## [Testo estratto]

▼▼▼

Dall'11 settembre 2001 all'elezione di Donald Trump
a cura di Gaetano Quagliariello e Andrea Spiri
Uno dei grandi problemi del nostro tempo è rappresentato dalla sfida mortale lanciata dai settori più radicali del mondo islamico all’Occidente.
Perché è sorto tale scontro e come è possibile risolverlo positivamente, sconfiggendo il terrorismo che ne è conseguito? A queste domande cercano di rispondere una serie di studiosi con analisi, relazioni e interventi che vanno dal 2002 ad oggi pubblicati dalla Fondazione Magna Carta. Questi testi sono raccolti in un unico volume uscito ora da Rubbettino: Sfida all’Occidente. Il terrorismo islamico e le sue conseguenze. Dall’11 settembre all’elezione di Donald Trump, a cura di Gaetano Quagliariello e Andrea Spiri (pagg. 236, euro 15).

▲▲▲

## [Consegna esercizio]
Trascrivi dal testo estratto il passo che va da "Dall'11 settembre 2001" fino a "mondo islamico all’Occidente." incluso.

## [Dati forniti]
▼▼▼

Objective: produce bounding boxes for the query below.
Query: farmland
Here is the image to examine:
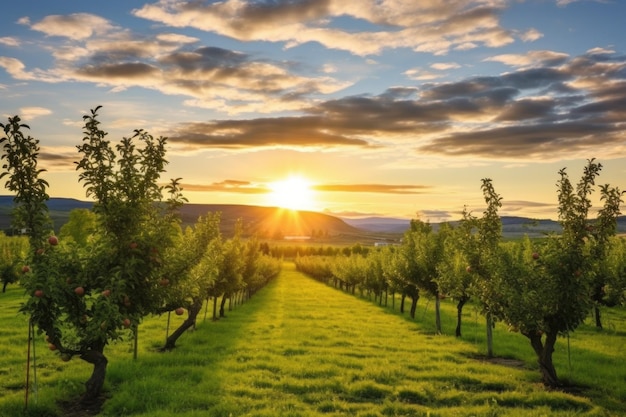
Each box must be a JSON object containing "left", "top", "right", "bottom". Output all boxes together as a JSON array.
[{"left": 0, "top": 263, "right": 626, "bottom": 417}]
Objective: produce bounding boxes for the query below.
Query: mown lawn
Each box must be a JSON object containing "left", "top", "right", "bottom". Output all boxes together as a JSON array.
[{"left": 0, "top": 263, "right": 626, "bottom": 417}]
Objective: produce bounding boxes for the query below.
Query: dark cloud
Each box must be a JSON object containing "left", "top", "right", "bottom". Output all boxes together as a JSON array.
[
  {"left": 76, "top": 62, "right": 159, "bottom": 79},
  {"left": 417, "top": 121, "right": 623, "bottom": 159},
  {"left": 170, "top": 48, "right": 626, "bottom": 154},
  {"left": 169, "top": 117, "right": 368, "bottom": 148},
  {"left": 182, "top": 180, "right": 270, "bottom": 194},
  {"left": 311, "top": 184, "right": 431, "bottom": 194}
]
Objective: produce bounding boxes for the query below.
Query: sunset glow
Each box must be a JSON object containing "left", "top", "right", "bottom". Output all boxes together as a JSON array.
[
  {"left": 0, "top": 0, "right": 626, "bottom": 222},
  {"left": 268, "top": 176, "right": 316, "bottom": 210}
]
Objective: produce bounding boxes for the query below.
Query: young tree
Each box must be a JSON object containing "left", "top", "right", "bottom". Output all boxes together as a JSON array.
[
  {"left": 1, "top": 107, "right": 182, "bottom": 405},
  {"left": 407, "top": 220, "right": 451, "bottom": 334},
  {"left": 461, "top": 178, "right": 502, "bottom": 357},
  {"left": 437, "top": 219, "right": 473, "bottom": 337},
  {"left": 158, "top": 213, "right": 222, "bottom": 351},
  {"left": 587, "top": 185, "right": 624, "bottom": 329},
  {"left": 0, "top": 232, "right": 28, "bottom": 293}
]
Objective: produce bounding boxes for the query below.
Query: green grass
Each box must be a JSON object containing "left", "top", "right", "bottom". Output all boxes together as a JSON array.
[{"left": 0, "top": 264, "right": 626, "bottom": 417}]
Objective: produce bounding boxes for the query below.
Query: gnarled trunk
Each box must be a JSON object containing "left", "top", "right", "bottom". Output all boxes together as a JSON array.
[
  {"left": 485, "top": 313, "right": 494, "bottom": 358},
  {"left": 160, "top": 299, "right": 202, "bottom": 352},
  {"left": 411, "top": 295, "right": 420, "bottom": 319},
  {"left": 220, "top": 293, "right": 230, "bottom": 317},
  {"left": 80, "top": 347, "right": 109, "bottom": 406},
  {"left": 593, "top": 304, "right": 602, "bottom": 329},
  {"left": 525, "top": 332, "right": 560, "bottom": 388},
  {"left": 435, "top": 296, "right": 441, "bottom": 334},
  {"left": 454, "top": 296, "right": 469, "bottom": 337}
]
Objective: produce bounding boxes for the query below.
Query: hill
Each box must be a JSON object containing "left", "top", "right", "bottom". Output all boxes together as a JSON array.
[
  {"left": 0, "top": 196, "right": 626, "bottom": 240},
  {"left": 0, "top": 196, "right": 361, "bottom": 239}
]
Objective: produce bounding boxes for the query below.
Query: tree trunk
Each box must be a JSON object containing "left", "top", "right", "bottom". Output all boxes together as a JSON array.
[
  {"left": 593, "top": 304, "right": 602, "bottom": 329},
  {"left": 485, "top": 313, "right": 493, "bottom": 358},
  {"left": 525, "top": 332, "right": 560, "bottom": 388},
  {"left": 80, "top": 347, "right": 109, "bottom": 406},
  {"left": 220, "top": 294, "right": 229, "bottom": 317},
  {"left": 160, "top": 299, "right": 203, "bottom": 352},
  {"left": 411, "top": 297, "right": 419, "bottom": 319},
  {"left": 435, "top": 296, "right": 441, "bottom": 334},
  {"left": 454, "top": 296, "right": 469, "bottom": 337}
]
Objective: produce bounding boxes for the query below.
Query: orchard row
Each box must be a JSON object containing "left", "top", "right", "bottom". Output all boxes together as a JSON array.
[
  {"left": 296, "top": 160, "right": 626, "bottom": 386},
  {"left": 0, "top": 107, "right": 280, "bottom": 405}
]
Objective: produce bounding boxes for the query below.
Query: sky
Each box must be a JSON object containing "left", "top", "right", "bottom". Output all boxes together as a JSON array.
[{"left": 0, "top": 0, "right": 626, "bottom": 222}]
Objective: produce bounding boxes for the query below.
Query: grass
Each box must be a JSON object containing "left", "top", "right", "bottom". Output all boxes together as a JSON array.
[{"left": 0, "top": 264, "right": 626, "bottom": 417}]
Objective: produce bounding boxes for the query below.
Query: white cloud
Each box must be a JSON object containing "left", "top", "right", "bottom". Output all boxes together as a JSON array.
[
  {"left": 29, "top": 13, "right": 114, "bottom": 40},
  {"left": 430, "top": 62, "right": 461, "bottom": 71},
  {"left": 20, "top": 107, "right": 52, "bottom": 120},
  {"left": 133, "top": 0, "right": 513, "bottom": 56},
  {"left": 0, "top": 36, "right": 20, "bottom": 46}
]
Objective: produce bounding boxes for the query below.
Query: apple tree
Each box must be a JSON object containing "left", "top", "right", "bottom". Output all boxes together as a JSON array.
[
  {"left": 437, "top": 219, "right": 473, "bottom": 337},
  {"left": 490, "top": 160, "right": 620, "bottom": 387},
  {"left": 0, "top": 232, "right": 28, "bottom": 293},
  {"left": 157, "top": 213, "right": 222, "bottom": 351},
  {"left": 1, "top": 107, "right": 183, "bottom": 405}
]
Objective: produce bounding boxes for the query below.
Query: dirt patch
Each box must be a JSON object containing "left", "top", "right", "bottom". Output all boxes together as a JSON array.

▲▲▲

## [Risposta completa]
Dall'11 settembre 2001 all'elezione di Donald Trump
a cura di Gaetano Quagliariello e Andrea Spiri
Uno dei grandi problemi del nostro tempo è rappresentato dalla sfida mortale lanciata dai settori più radicali del mondo islamico all’Occidente.